### [WHAT IS ASKED]
Copy the lines of data below word for word, changing nothing.

Lines of data:
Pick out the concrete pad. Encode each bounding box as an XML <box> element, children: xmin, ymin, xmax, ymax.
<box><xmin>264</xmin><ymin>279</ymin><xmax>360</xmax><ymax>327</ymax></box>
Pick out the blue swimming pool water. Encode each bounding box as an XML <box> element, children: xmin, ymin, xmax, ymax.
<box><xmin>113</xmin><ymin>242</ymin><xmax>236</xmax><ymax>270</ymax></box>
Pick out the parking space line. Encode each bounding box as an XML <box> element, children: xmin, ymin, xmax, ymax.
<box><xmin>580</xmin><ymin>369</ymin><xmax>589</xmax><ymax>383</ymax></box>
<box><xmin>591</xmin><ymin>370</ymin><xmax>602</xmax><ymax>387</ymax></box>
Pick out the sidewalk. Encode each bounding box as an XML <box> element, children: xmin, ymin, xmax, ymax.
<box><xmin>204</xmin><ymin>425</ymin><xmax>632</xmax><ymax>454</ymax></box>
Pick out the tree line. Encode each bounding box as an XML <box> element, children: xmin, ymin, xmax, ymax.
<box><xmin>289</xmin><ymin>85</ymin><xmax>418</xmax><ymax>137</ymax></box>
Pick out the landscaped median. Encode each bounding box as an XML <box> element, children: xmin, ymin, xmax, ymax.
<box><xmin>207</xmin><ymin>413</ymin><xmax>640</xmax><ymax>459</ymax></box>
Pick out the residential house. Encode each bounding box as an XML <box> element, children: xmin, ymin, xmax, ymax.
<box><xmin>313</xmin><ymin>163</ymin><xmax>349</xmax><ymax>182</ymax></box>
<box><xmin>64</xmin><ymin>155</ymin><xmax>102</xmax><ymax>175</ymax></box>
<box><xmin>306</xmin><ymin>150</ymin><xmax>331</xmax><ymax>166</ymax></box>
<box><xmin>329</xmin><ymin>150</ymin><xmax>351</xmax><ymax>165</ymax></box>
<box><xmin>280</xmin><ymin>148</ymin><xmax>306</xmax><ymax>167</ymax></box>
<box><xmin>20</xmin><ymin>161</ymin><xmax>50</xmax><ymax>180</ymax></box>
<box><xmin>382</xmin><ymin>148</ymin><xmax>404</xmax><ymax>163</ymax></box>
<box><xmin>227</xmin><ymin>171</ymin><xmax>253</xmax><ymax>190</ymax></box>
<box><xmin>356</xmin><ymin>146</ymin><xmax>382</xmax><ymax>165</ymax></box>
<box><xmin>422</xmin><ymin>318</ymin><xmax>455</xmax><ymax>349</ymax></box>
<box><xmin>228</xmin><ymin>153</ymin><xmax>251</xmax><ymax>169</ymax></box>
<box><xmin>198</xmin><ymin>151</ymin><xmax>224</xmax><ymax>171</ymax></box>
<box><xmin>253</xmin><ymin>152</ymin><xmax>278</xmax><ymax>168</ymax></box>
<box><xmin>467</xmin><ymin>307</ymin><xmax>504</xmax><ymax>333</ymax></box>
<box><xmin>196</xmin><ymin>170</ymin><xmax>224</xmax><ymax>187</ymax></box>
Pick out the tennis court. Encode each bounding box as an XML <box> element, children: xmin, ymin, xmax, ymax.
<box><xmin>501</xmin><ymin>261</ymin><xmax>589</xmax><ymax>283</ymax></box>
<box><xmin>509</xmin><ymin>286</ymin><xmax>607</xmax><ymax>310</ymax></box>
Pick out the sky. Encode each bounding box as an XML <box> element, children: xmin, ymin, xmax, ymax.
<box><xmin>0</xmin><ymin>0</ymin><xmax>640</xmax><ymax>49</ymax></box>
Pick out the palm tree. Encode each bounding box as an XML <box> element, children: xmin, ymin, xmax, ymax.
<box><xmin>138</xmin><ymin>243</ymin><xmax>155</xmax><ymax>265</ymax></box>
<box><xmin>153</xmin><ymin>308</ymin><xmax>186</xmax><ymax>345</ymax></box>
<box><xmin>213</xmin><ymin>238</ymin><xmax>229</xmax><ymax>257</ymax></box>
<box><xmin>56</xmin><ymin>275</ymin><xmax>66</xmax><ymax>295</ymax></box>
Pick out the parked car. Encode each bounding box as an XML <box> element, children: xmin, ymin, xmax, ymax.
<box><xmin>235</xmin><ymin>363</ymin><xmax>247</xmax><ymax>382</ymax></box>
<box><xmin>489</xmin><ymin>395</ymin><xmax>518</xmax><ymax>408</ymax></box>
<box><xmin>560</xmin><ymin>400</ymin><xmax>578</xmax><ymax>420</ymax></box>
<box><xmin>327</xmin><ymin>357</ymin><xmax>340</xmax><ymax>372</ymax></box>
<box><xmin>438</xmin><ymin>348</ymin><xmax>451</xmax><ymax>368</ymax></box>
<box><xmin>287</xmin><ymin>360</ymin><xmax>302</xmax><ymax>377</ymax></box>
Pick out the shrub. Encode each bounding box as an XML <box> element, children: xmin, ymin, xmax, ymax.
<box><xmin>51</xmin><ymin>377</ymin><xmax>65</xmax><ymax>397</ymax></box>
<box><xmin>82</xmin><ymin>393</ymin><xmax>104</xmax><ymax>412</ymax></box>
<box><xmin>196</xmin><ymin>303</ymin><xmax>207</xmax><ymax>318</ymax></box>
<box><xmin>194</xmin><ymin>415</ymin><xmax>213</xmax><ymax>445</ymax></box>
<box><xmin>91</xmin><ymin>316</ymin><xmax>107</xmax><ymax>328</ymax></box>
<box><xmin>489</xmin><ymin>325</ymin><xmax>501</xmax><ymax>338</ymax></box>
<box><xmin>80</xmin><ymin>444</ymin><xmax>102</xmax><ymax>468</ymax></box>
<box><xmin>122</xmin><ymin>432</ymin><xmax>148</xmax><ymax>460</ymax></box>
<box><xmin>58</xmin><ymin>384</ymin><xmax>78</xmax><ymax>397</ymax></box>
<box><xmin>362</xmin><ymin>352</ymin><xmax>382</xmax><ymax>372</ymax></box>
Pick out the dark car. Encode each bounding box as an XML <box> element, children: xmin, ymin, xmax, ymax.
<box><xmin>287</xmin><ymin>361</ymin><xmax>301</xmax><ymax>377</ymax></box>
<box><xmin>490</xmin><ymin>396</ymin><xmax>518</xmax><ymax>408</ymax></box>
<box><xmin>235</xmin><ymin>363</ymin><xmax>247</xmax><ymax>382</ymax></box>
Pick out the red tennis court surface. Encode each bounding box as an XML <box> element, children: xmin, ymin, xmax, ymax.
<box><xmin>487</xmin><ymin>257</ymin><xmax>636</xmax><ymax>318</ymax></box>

### [RESPONSE FOR THIS EXERCISE]
Pick out the concrete pad. Encode each bounding box as an XML <box> element, children: xmin, ymin, xmax, ymax.
<box><xmin>264</xmin><ymin>279</ymin><xmax>360</xmax><ymax>327</ymax></box>
Pick out the blue swimming pool water. Encode each bounding box as an XML <box> element, children: xmin, ymin, xmax, ymax.
<box><xmin>113</xmin><ymin>242</ymin><xmax>236</xmax><ymax>270</ymax></box>
Pick out the parking space line. Encode each bounding box as an XML <box> element, children: xmin, ymin, xmax, ymax.
<box><xmin>580</xmin><ymin>369</ymin><xmax>589</xmax><ymax>383</ymax></box>
<box><xmin>591</xmin><ymin>370</ymin><xmax>602</xmax><ymax>387</ymax></box>
Pick out the sidewalk. Encode each bounding box as an XML <box> element, children: xmin, ymin, xmax, ymax.
<box><xmin>204</xmin><ymin>425</ymin><xmax>632</xmax><ymax>454</ymax></box>
Pick out the tree line. Encode each bounding box as an XML <box> element, children: xmin, ymin, xmax, ymax.
<box><xmin>289</xmin><ymin>85</ymin><xmax>418</xmax><ymax>137</ymax></box>
Pick out the landscaped median. Encode each bounding box as an XML <box> element, children: xmin, ymin, xmax, ymax.
<box><xmin>207</xmin><ymin>413</ymin><xmax>640</xmax><ymax>459</ymax></box>
Pick out the residential house. Encode each bounding box as an XML <box> element, children: xmin, ymin, xmax, ymax.
<box><xmin>313</xmin><ymin>163</ymin><xmax>349</xmax><ymax>182</ymax></box>
<box><xmin>64</xmin><ymin>155</ymin><xmax>102</xmax><ymax>175</ymax></box>
<box><xmin>306</xmin><ymin>150</ymin><xmax>331</xmax><ymax>166</ymax></box>
<box><xmin>329</xmin><ymin>150</ymin><xmax>351</xmax><ymax>165</ymax></box>
<box><xmin>280</xmin><ymin>148</ymin><xmax>306</xmax><ymax>167</ymax></box>
<box><xmin>20</xmin><ymin>161</ymin><xmax>50</xmax><ymax>180</ymax></box>
<box><xmin>382</xmin><ymin>148</ymin><xmax>404</xmax><ymax>163</ymax></box>
<box><xmin>227</xmin><ymin>171</ymin><xmax>253</xmax><ymax>190</ymax></box>
<box><xmin>356</xmin><ymin>146</ymin><xmax>382</xmax><ymax>165</ymax></box>
<box><xmin>422</xmin><ymin>318</ymin><xmax>455</xmax><ymax>349</ymax></box>
<box><xmin>228</xmin><ymin>153</ymin><xmax>251</xmax><ymax>169</ymax></box>
<box><xmin>198</xmin><ymin>151</ymin><xmax>224</xmax><ymax>171</ymax></box>
<box><xmin>253</xmin><ymin>152</ymin><xmax>278</xmax><ymax>168</ymax></box>
<box><xmin>467</xmin><ymin>307</ymin><xmax>504</xmax><ymax>333</ymax></box>
<box><xmin>196</xmin><ymin>170</ymin><xmax>224</xmax><ymax>187</ymax></box>
Pick out the tennis court. Encode each bounding box as an XML <box> element, children: xmin, ymin, xmax, ymax.
<box><xmin>501</xmin><ymin>261</ymin><xmax>589</xmax><ymax>283</ymax></box>
<box><xmin>509</xmin><ymin>286</ymin><xmax>607</xmax><ymax>310</ymax></box>
Pick out the sky. Encode each bounding box as an XML <box> element, children: xmin, ymin, xmax, ymax.
<box><xmin>0</xmin><ymin>0</ymin><xmax>640</xmax><ymax>49</ymax></box>
Pick out the palm tree. Encode each bounding box as an XML <box> element, children: xmin, ymin, xmax, ymax.
<box><xmin>138</xmin><ymin>243</ymin><xmax>155</xmax><ymax>265</ymax></box>
<box><xmin>153</xmin><ymin>308</ymin><xmax>186</xmax><ymax>345</ymax></box>
<box><xmin>213</xmin><ymin>238</ymin><xmax>229</xmax><ymax>257</ymax></box>
<box><xmin>56</xmin><ymin>275</ymin><xmax>66</xmax><ymax>295</ymax></box>
Pick out the parked car. Encode each bounding box as an XML <box> element, children: xmin, ymin, xmax, ymax.
<box><xmin>235</xmin><ymin>363</ymin><xmax>247</xmax><ymax>382</ymax></box>
<box><xmin>489</xmin><ymin>395</ymin><xmax>518</xmax><ymax>408</ymax></box>
<box><xmin>560</xmin><ymin>400</ymin><xmax>578</xmax><ymax>420</ymax></box>
<box><xmin>327</xmin><ymin>357</ymin><xmax>340</xmax><ymax>372</ymax></box>
<box><xmin>438</xmin><ymin>348</ymin><xmax>451</xmax><ymax>368</ymax></box>
<box><xmin>287</xmin><ymin>360</ymin><xmax>302</xmax><ymax>377</ymax></box>
Pick out the shrub. Encode each bounding box as an XML <box> element, children: xmin, ymin, xmax, ymax.
<box><xmin>51</xmin><ymin>377</ymin><xmax>65</xmax><ymax>397</ymax></box>
<box><xmin>82</xmin><ymin>393</ymin><xmax>104</xmax><ymax>412</ymax></box>
<box><xmin>196</xmin><ymin>303</ymin><xmax>207</xmax><ymax>318</ymax></box>
<box><xmin>194</xmin><ymin>415</ymin><xmax>213</xmax><ymax>445</ymax></box>
<box><xmin>91</xmin><ymin>316</ymin><xmax>107</xmax><ymax>328</ymax></box>
<box><xmin>489</xmin><ymin>325</ymin><xmax>501</xmax><ymax>338</ymax></box>
<box><xmin>80</xmin><ymin>444</ymin><xmax>102</xmax><ymax>468</ymax></box>
<box><xmin>122</xmin><ymin>432</ymin><xmax>148</xmax><ymax>460</ymax></box>
<box><xmin>58</xmin><ymin>384</ymin><xmax>78</xmax><ymax>397</ymax></box>
<box><xmin>362</xmin><ymin>352</ymin><xmax>382</xmax><ymax>372</ymax></box>
Pick out the dark car. Encode each bounding box as an XML <box> element, children: xmin, ymin, xmax, ymax.
<box><xmin>287</xmin><ymin>361</ymin><xmax>301</xmax><ymax>377</ymax></box>
<box><xmin>490</xmin><ymin>396</ymin><xmax>518</xmax><ymax>408</ymax></box>
<box><xmin>235</xmin><ymin>363</ymin><xmax>247</xmax><ymax>382</ymax></box>
Pick out the red tennis court surface. Encode each bounding box as an XML <box> element, children: xmin, ymin, xmax, ymax.
<box><xmin>487</xmin><ymin>257</ymin><xmax>636</xmax><ymax>318</ymax></box>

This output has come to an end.